Edit the data from its start through the line containing "0 175 316 249", inclusive, so that every "lightweight" reads "compact". Return only those lines, with everything else unchanged.

::::::::::

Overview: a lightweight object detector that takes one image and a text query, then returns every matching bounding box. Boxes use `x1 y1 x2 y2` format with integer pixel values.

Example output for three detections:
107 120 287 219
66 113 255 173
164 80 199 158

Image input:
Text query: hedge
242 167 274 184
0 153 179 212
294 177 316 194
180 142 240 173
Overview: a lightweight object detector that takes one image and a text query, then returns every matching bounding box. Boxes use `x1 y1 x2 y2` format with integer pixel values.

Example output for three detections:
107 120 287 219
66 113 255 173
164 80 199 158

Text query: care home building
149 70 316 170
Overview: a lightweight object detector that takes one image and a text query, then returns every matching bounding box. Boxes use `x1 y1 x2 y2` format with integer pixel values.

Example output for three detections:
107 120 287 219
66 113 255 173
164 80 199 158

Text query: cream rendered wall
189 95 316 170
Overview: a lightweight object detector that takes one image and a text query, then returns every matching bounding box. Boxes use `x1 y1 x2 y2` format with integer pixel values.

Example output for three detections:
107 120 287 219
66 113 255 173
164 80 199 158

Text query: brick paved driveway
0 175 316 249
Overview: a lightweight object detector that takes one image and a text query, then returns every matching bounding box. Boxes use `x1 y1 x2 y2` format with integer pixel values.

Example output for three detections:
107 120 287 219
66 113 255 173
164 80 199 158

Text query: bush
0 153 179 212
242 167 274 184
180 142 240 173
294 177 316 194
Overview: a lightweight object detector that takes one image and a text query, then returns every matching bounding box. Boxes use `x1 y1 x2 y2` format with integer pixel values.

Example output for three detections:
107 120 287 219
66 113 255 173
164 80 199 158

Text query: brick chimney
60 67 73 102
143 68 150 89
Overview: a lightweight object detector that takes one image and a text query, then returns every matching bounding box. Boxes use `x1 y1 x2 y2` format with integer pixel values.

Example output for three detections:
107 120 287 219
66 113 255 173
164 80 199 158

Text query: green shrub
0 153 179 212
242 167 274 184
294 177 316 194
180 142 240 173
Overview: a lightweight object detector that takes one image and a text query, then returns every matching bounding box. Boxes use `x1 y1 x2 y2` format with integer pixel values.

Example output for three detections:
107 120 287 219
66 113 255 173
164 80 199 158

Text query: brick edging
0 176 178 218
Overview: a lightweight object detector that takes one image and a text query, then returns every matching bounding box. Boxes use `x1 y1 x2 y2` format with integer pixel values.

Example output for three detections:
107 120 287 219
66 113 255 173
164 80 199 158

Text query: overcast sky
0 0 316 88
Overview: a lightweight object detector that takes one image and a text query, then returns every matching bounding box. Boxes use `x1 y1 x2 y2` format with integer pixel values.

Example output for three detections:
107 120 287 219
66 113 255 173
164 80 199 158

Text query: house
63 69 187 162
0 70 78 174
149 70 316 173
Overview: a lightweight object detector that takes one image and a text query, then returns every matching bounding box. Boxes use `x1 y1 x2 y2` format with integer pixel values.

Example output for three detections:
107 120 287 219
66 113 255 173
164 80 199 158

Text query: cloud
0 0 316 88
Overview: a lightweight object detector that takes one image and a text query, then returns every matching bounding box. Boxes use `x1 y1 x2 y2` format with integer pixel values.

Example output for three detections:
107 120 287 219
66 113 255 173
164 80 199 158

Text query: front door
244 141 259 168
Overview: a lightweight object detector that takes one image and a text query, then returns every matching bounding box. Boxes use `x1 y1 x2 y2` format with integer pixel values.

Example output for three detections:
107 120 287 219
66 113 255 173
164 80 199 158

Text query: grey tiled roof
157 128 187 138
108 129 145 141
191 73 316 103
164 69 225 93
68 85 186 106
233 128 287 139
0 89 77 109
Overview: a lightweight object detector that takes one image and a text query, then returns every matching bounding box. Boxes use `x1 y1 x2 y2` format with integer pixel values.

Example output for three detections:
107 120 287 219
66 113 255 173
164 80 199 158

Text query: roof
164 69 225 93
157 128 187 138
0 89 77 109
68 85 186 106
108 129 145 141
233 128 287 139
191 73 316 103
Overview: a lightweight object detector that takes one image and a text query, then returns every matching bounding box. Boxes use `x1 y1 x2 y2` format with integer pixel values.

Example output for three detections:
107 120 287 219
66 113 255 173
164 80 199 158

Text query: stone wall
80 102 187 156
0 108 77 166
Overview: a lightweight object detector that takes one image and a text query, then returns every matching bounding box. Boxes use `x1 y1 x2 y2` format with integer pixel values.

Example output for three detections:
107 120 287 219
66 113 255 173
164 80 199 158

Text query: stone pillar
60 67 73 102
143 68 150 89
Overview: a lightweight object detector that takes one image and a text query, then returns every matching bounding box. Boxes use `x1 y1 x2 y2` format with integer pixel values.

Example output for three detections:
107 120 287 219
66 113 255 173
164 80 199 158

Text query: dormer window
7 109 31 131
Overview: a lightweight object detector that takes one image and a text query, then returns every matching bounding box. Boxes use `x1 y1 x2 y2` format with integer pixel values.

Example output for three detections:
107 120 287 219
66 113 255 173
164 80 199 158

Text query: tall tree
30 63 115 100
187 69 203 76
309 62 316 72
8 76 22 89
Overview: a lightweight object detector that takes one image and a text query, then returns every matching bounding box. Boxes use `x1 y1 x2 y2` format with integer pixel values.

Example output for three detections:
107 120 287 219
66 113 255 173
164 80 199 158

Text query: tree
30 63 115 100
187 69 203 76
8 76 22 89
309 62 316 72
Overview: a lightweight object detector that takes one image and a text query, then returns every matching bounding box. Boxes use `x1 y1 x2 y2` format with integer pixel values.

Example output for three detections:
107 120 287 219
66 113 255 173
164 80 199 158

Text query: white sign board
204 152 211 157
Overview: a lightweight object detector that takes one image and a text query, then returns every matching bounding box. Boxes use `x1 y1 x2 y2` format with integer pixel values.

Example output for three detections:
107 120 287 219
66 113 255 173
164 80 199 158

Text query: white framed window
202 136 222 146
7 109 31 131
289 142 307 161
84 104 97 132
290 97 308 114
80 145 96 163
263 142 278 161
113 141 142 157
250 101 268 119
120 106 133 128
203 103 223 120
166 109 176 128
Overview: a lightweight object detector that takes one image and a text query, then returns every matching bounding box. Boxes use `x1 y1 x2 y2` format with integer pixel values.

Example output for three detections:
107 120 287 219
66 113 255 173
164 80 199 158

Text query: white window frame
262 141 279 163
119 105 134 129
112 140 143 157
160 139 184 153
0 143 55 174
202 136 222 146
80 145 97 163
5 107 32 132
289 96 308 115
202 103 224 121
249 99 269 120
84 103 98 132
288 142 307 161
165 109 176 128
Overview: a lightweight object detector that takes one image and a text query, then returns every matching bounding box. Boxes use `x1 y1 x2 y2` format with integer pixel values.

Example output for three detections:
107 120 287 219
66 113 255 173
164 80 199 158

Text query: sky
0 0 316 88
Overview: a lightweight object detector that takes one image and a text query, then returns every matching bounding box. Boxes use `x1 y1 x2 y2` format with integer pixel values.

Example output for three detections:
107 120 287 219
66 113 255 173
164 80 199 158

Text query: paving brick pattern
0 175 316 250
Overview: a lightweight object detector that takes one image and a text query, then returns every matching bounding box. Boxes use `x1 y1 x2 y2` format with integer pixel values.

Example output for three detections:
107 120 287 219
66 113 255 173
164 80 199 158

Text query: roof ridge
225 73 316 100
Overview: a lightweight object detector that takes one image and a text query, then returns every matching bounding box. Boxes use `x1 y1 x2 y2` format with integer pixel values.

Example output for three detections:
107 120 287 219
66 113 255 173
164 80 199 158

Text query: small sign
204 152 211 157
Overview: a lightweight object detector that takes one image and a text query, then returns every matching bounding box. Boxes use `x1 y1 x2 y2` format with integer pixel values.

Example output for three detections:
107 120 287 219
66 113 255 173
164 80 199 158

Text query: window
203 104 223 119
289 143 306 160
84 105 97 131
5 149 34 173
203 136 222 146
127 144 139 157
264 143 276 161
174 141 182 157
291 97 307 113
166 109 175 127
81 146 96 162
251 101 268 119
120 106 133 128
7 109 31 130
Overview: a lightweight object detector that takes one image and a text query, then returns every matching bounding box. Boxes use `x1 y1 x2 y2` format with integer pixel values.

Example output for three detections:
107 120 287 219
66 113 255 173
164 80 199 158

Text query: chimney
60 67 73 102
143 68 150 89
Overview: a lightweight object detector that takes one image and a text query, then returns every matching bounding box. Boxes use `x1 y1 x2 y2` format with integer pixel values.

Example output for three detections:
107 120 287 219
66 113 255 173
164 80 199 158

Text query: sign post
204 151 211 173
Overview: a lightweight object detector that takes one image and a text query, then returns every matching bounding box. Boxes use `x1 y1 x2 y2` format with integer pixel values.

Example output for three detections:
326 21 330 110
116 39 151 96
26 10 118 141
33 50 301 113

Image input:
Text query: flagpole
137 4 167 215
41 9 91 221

::::::::::

### Answer to this task
Overview: a compact object detector that takes one image and a text query, then returns every matching bounding box. Boxes use `x1 y1 x2 y2` format with integer pixel values.

Example output for three detections:
107 120 287 219
66 113 255 173
164 80 199 158

Image input:
Text query: hedge
242 167 274 184
0 153 179 212
294 177 316 194
180 142 240 173
Overview: a compact object detector that takes one image and a text query, then returns every matching bounding box. Boxes use `x1 y1 x2 y2` format with integer pixel values.

Example output for three detections:
107 120 287 219
66 113 255 173
164 80 199 158

Text query: care home building
149 70 316 170
Overview: a compact object detector that takes one image and a text query, then returns every matching bounding box. Boxes use `x1 y1 x2 y2` format with integer pixel values.

Example output for three detections:
107 120 287 219
66 113 255 173
164 80 199 158

Text query: cream rendered wall
189 95 316 170
Overview: a compact object detector that takes one image and a text query, then returns every matching bounding box. Boxes use `x1 y1 x2 y2` format with integer pixel values.

Example output for three detections:
107 120 287 219
66 113 255 173
164 80 199 158

Text query: brick paved driveway
0 175 316 249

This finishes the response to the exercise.